++++ Extrahierte Daten

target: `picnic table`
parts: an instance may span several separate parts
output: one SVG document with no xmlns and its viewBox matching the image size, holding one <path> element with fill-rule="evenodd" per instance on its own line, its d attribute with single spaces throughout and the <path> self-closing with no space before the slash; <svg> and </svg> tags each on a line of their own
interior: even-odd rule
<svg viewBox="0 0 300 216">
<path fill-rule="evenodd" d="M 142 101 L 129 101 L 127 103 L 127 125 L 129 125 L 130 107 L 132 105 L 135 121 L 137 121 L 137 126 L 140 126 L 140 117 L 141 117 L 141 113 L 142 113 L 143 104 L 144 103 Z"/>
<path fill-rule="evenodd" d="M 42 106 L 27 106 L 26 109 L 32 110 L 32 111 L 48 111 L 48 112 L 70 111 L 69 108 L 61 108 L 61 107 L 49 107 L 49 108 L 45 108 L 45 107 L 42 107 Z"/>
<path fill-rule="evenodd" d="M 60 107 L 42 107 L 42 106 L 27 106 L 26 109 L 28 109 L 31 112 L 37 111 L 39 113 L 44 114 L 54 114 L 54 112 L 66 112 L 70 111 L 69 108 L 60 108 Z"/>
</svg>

++++++++

Wiederhole die Daten oben vollständig und Zeichen für Zeichen, Zeile für Zeile.

> [Lösung]
target: `picnic table`
parts: an instance may span several separate parts
output: one SVG document with no xmlns and its viewBox matching the image size, holding one <path> element with fill-rule="evenodd" per instance on its own line, its d attribute with single spaces throughout and the <path> self-closing with no space before the slash; <svg> and </svg> tags each on a line of their own
interior: even-odd rule
<svg viewBox="0 0 300 216">
<path fill-rule="evenodd" d="M 142 101 L 129 101 L 127 103 L 127 125 L 129 125 L 130 107 L 132 105 L 135 121 L 137 121 L 137 126 L 140 126 L 140 117 L 141 117 L 141 113 L 142 113 L 143 104 L 144 103 Z"/>
<path fill-rule="evenodd" d="M 42 106 L 27 106 L 26 109 L 32 110 L 32 111 L 48 111 L 48 112 L 70 111 L 69 108 L 61 108 L 61 107 L 49 107 L 49 108 L 45 108 L 45 107 L 42 107 Z"/>
<path fill-rule="evenodd" d="M 60 107 L 42 107 L 42 106 L 27 106 L 26 109 L 28 109 L 31 112 L 37 111 L 39 113 L 44 114 L 54 114 L 54 112 L 66 112 L 70 111 L 69 108 L 60 108 Z"/>
</svg>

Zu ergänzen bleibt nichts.